* [Challenge 1]: Return the passage of the notebook excerpt between "The same modeling" and "compare AUC values.", inclusive, copied word for word.

* [Supplied text]:
The same modeling procedure, using precomputed embedding files for training and testing, are used to investigate the accuracy of training a model on one subset and then applying it to another. DeLong tests are used to compare AUC values.

## Transfer 1: English all to German Chem vs. English Chem to German Chem

In [None]:
def load_and_apply_model(model_path, X_test):
    loaded_model = load_model(model_path)
    predictions = loaded_model.predict(X_test)    
    return predictions

In [None]:
def add_predictions_and_export(df, predictions, var='wrong'):
    df[var+'_pred_num'] = [round(x, 3) for x in predictions.flatten()]
    df[var+'_pred'] = [1 if x>0.5 else 0 for x in predictions.flatten()]
    return df

In [None]:
def bootstrap_auc_ci(labels, predictions, n_bootstraps=1000, alpha=0.05, round_digits=True):
    """
    Calculate the ROC AUC score and bootstrap a 95% confidence interval.
    
    Parameters:
    labels (array-like): True binary labels.
    predictions (array-like): Target scores, can either be probability estimates of the positive class, confidence values, or binary decisions.
    n_bootstraps (int): Number of bootstrap samples to draw.
    alpha (float): Significance level for the CI.
    
    Returns:
    tuple: (ROC AUC score, lower bound of CI, upper bound of CI)
    """
    # Calculate the ROC AUC score
    roc_auc = roc_auc_score(labels, predictions)
    
    # Generate bootstrap samples
    bootstrapped_scores = []
    for _ in range(n_bootstraps):
        # Resample with replacement
        indices = resample(range(len(labels)))
        if len(np.unique(labels[indices])) < 2:
            # Skip this sample if it does not contain both classes
            continue
        score = roc_auc_score(labels[indices], predictions[indices])
        bootstrapped_scores.append(score)
    
    # Calculate the confidence interval
    sorted_scores = np.sort(bootstrapped_scores)
    lower_bound = np.percentile(sorted_scores, 100 * alpha / 2)
    upper_bound = np.percentile(sorted_scores, 100 * (1 - alpha / 2))

    if round_digits:
        roc_auc = f"{roc_auc:.{3}f}"
        lower_bound = f"{lower_bound:.{3}f}"
        upper_bound = f"{upper_bound:.{3}f}"
        return f'AUC = {roc_auc}, CI95% = [{lower_bound}, {upper_bound}]'
    
    return roc_auc, lower_bound, upper_bound

In [None]:
from sklearn.metrics import roc_auc_score
from scipy.stats import norm
import numpy as np

def auc_confidence_interval(y_true, y_scores, alpha=0.05, round_digits=True):
    """
    Calculate the ROC AUC score and its confidence interval using the DeLong method.
    
    Parameters:
    y_true (array-like): True binary labels.

* [Dataset records about object locations]:
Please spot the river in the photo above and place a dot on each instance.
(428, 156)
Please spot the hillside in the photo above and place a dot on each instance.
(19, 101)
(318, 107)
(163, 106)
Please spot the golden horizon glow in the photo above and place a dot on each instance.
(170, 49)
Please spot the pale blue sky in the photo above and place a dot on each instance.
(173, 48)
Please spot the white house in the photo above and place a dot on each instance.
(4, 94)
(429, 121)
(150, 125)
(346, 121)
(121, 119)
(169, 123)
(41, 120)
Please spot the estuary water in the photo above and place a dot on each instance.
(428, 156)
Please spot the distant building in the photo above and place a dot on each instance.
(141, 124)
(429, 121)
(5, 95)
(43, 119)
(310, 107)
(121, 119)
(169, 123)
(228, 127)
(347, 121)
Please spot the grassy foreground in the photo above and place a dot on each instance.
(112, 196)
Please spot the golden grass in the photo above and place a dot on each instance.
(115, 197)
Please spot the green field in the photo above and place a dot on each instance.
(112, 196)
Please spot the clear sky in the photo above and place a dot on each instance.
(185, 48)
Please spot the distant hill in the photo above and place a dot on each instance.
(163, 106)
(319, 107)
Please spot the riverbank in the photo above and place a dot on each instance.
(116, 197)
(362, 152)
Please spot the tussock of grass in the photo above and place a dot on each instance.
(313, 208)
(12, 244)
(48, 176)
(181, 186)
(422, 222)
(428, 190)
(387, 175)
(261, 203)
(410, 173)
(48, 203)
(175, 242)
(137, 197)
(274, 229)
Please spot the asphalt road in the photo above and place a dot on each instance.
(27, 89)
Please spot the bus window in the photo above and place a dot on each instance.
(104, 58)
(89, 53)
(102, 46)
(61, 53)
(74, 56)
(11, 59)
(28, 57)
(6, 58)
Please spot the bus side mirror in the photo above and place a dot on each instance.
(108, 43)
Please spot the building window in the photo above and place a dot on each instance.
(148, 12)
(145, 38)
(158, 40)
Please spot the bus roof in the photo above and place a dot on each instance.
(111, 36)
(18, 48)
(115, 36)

* [Challenge 2]: Retype the records between the line holding "Please spot the distant building" and the end of the records, inclusive, reproducing each line verbatim.

* [Written solution 1]:
The same modeling procedure, using precomputed embedding files for training and testing, are used to investigate the accuracy of training a model on one subset and then applying it to another. DeLong tests are used to compare AUC values.

* [Written solution 2]:
Please spot the distant building in the photo above and place a dot on each instance.
(141, 124)
(429, 121)
(5, 95)
(43, 119)
(310, 107)
(121, 119)
(169, 123)
(228, 127)
(347, 121)
Please spot the grassy foreground in the photo above and place a dot on each instance.
(112, 196)
Please spot the golden grass in the photo above and place a dot on each instance.
(115, 197)
Please spot the green field in the photo above and place a dot on each instance.
(112, 196)
Please spot the clear sky in the photo above and place a dot on each instance.
(185, 48)
Please spot the distant hill in the photo above and place a dot on each instance.
(163, 106)
(319, 107)
Please spot the riverbank in the photo above and place a dot on each instance.
(116, 197)
(362, 152)
Please spot the tussock of grass in the photo above and place a dot on each instance.
(313, 208)
(12, 244)
(48, 176)
(181, 186)
(422, 222)
(428, 190)
(387, 175)
(261, 203)
(410, 173)
(48, 203)
(175, 242)
(137, 197)
(274, 229)
Please spot the asphalt road in the photo above and place a dot on each instance.
(27, 89)
Please spot the bus window in the photo above and place a dot on each instance.
(104, 58)
(89, 53)
(102, 46)
(61, 53)
(74, 56)
(11, 59)
(28, 57)
(6, 58)
Please spot the bus side mirror in the photo above and place a dot on each instance.
(108, 43)
Please spot the building window in the photo above and place a dot on each instance.
(148, 12)
(145, 38)
(158, 40)
Please spot the bus roof in the photo above and place a dot on each instance.
(111, 36)
(18, 48)
(115, 36)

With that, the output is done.